(Stored records)
==================================================
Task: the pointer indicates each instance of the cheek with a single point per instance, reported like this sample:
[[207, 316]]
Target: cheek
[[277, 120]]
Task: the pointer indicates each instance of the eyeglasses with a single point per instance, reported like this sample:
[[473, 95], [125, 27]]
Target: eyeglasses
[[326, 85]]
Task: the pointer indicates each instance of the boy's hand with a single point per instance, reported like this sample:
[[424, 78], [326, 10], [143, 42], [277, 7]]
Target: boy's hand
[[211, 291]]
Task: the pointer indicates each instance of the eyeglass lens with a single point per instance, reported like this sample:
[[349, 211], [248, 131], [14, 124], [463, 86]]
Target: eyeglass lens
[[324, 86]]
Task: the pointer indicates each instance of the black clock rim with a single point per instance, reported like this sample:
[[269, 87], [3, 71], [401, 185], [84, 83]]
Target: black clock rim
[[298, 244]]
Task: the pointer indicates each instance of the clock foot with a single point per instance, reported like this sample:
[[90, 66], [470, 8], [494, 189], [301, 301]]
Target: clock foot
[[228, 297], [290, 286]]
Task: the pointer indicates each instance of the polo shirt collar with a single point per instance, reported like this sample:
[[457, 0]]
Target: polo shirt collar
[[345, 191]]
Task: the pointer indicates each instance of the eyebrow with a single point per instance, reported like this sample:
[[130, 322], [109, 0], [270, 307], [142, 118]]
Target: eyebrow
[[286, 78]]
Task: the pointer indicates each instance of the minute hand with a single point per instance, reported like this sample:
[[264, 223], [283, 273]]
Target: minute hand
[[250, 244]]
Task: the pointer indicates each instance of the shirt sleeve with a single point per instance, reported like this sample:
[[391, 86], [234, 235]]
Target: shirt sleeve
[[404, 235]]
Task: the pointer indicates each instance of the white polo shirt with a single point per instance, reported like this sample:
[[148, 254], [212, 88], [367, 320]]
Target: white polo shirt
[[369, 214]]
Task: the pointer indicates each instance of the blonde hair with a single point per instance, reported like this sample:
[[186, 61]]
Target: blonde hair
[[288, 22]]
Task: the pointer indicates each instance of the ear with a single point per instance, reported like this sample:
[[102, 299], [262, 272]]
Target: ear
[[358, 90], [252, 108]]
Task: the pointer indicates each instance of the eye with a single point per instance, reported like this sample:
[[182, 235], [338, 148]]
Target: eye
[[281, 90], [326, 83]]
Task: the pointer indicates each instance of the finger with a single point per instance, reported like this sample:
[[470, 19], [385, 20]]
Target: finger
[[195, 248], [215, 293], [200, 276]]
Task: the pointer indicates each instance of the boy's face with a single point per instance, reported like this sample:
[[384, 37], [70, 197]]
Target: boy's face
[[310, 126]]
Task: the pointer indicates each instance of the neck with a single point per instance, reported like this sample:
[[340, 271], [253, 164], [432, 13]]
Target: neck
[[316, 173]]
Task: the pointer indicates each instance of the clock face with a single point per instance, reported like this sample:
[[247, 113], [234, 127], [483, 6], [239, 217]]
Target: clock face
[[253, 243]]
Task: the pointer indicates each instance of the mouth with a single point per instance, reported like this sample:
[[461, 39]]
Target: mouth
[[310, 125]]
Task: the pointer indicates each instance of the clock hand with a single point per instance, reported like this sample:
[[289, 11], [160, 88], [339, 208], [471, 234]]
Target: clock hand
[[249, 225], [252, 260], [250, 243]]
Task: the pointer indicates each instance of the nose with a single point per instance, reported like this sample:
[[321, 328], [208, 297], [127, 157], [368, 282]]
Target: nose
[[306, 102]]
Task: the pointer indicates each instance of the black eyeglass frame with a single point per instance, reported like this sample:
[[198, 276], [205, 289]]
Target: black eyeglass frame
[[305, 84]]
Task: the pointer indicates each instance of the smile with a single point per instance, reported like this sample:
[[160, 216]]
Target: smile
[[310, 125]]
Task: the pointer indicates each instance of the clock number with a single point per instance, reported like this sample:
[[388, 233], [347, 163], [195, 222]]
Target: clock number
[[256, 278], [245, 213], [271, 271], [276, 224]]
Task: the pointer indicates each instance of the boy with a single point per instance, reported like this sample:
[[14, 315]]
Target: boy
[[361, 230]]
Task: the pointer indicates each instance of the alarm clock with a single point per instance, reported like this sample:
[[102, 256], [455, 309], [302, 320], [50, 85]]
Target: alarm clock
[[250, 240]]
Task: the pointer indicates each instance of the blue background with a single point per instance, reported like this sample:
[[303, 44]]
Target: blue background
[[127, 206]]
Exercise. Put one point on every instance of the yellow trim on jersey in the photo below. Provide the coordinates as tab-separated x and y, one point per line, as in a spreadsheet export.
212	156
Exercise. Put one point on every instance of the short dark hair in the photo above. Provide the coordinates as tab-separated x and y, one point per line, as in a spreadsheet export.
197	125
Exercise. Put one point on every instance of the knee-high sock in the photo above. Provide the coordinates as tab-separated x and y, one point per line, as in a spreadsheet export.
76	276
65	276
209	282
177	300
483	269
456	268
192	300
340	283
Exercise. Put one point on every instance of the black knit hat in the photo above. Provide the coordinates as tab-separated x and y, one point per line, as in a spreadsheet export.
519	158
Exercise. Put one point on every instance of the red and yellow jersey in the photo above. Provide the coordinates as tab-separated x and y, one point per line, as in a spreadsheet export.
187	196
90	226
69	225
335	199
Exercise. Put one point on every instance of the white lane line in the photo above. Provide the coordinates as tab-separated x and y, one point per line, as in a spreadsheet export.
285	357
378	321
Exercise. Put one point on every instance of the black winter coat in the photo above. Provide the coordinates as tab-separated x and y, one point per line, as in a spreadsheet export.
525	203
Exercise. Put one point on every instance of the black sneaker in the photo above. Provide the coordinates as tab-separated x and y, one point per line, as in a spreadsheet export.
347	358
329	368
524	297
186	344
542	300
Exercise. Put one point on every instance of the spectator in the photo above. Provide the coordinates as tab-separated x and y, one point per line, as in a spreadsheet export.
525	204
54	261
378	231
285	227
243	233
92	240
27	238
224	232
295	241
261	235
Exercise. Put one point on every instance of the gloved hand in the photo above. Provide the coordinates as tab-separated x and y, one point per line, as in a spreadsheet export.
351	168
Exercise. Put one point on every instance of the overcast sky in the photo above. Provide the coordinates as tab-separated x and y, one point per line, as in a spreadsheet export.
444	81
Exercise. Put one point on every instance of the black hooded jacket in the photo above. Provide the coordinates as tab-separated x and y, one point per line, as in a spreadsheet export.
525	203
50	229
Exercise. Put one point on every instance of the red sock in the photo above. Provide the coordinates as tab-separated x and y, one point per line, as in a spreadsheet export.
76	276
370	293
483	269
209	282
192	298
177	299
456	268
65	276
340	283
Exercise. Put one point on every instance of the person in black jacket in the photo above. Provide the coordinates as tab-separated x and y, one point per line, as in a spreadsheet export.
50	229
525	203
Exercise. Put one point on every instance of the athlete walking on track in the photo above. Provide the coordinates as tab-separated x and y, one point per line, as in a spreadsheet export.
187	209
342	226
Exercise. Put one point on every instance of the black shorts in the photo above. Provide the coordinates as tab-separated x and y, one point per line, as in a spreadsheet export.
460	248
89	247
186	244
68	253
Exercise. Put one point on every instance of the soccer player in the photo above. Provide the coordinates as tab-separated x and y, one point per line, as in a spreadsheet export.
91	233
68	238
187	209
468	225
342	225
==================================================
* [REQUIREMENT]: Would you restate each of the entries word for word?

* [OUTPUT OF THE EXERCISE]:
Task: the pointer indicates each instance of the cheek with a single point per instance, reported like this sample:
[[207, 316]]
Target: cheek
[[277, 120]]
Task: the pointer indicates each instance of the eyeglasses with a single point per instance, reported like this sample:
[[473, 95], [125, 27]]
Target: eyeglasses
[[326, 85]]
Task: the pointer indicates each instance of the boy's hand with a single point per instance, reported like this sample:
[[424, 78], [326, 10], [143, 42], [277, 7]]
Target: boy's hand
[[211, 291]]
Task: the pointer indicates each instance of the eyeglass lens with a single point per instance, reported like this sample:
[[349, 211], [248, 131], [14, 124], [463, 86]]
Target: eyeglass lens
[[324, 86]]
Task: the pointer indicates each instance of the black clock rim with a single point per instance, reported like this sample:
[[269, 87], [3, 71], [401, 185], [84, 83]]
Target: black clock rim
[[298, 244]]
Task: the pointer indicates each instance of the clock foot with a single point per instance, reported like this sample:
[[90, 66], [470, 8], [494, 189], [301, 301]]
Target: clock foot
[[228, 297], [290, 286]]
Task: the pointer indicates each instance of the polo shirt collar with a single point per instance, reported like this sample:
[[457, 0]]
Target: polo shirt collar
[[345, 191]]
Task: the pointer indicates each instance of the eyebrow with a single point per instance, reported like this sample:
[[130, 322], [109, 0], [270, 307], [142, 118]]
Target: eyebrow
[[286, 78]]
Task: the pointer indicates each instance of the minute hand with a single point per instance, reported like this sample:
[[264, 223], [283, 273]]
Target: minute hand
[[250, 244]]
Task: the pointer indicates each instance of the shirt sleeve with a single point per instance, reported like this sample:
[[391, 86], [234, 235]]
Target: shirt sleeve
[[404, 235]]
Task: the pointer indicates each instance of the white polo shirt with a single point per instance, reported like this sample:
[[148, 254], [212, 88], [367, 320]]
Target: white polo shirt
[[369, 214]]
Task: the pointer indicates each instance of the blonde hair with a single point per instance, reported like this sample:
[[186, 61]]
Target: blonde hair
[[288, 22]]
Task: the pointer indicates each instance of the ear with a single point per instance, reported like this sample:
[[102, 299], [262, 272]]
Target: ear
[[358, 90], [252, 108]]
Task: the pointer indicates each instance of the eye with a single point per instance, reported like this sample:
[[182, 235], [338, 148]]
Target: eye
[[281, 90], [326, 83]]
Task: the pointer indicates each instance of the finger with a single point per instance, reported like this sample:
[[470, 19], [385, 20]]
Target: finger
[[195, 248], [215, 293], [200, 276]]
Task: the pointer indicates each instance of the boy's face with a single point per instance, reported like this sample:
[[384, 37], [70, 197]]
Target: boy's face
[[310, 126]]
Task: the pointer indicates each instance of the neck with a single point per instance, reported like this sample:
[[340, 271], [253, 164], [432, 13]]
Target: neck
[[316, 173]]
Task: the pointer indicates each instance of the clock face with a single point per instance, reported like this sample:
[[247, 113], [234, 127], [483, 6], [239, 217]]
Target: clock face
[[253, 243]]
Task: the pointer indicates each instance of the mouth with a single point per instance, reported like this sample:
[[461, 39]]
Target: mouth
[[310, 125]]
Task: the pointer indicates each instance of the clock hand with a single point per instance, reported like this sample:
[[289, 11], [160, 88], [339, 208], [471, 234]]
Target: clock hand
[[249, 225], [252, 260], [250, 243]]
Task: the pointer indicates each instance of the nose with a single point per instance, reported like this sample:
[[321, 328], [208, 297], [127, 157], [368, 282]]
Target: nose
[[306, 102]]
Task: the pointer indicates each instance of the black eyeglass frame with a single point per instance, reported like this sample:
[[198, 276], [205, 289]]
Target: black eyeglass frame
[[305, 84]]
Task: the pointer indicates each instance of the smile with a single point per instance, reported like this sample:
[[160, 216]]
Target: smile
[[310, 125]]
Task: the pointer indicates each instance of the clock number with a single point per instance, reported like this sample:
[[388, 233], [347, 163], [195, 222]]
Target: clock number
[[256, 278], [245, 213], [271, 271], [276, 224]]
Task: the pointer indicates each instance of the boy with a single point per instance, reported like this sample:
[[14, 315]]
Target: boy
[[361, 230]]
Task: the pointer indicates each instance of the alarm clock with a single point per instance, reported like this sample:
[[102, 256], [455, 309], [302, 320], [50, 85]]
Target: alarm clock
[[250, 240]]
Task: the pointer indicates each instance of the blue background with a single point per instance, reported like this sample:
[[303, 44]]
Target: blue background
[[127, 206]]
Exercise. Put one point on every instance of the yellow trim on jersey in the photo below. Provide the coordinates as tab-separated x and y, one point per line, as in a spreadsheet export.
212	156
Exercise. Put one point on every instance of the short dark hair in the photo above. Provide the coordinates as tab-separated x and y, one point per line, as in a spreadsheet export.
197	125
Exercise. Put one point on every instance of the knee-high sock in the photo above. Provide the coordinates as tab-separated x and y, one point per line, as in a spreadsheet export.
76	276
65	276
209	282
177	300
483	269
456	268
192	300
340	283
Exercise. Put one point on every instance of the black knit hat in the photo above. Provide the coordinates as tab-separated x and y, one point per line, as in a spreadsheet export.
519	158
Exercise. Put one point on every instance of the red and yellow jersey in the photo above. Provide the coordinates as tab-separated x and y, one point per line, as in a spreadsheet export.
187	196
90	226
69	225
335	199
Exercise. Put one point on every instance of the white lane line in the photo above. Provide the coordinates as tab-separated x and y, one point per line, as in a spreadsheet export.
285	357
378	321
Exercise. Put one point on every instance of the black winter coat in the photo above. Provide the coordinates as tab-separated x and y, one point per line, as in a spreadsheet export.
525	203
Exercise. Put one point on every instance of the black sneaker in the photo above. Provide the coordinates as tab-separated x and y, one point per line, as in a spreadsheet export.
347	358
329	368
524	297
186	344
542	300
Exercise. Put one point on every instance of the spectator in the photo above. Provide the coordinates as tab-separated x and y, one point per line, as in a spreadsheet export.
525	204
54	261
378	231
285	227
243	233
92	240
27	238
224	232
295	241
261	235
Exercise. Put one point on every instance of the gloved hand in the photo above. Provide the coordinates as tab-separated x and y, one point per line, as in a spreadsheet export.
351	168
Exercise. Put one point on every instance of the overcast sky in the photo above. Provide the coordinates as tab-separated x and y, one point per line, as in a spreadsheet export.
444	81
Exercise. Put one point on every instance of the black hooded jacket in the photo above. Provide the coordinates as tab-separated x and y, one point per line, as in a spreadsheet export.
525	203
50	229
Exercise. Put one point on every instance of the red sock in the photo above. Provide the coordinates as tab-separated x and y, one point per line, as in a spreadsheet export.
76	276
370	293
483	269
209	282
192	298
177	299
456	268
65	276
340	283
Exercise. Put one point on every instance of the person in black jacket in the photo above. Provide the coordinates as tab-separated x and y, one point per line, as in a spreadsheet export.
50	229
525	203
Exercise. Put one point on every instance of the athlete walking on track in the photo above. Provide the coordinates as tab-separated x and y, one point per line, as in a spreadsheet export.
187	209
342	226
Exercise. Put one point on every instance of the black shorts in the photo above. Provide the coordinates as tab-separated x and y, one point per line, as in a spreadsheet export.
460	248
89	247
186	244
68	253
Exercise. Put one point on every instance of the soccer player in the photo above. Provide the coordinates as tab-separated x and y, one point per line, as in a spreadsheet export.
91	233
68	238
187	209
468	225
342	225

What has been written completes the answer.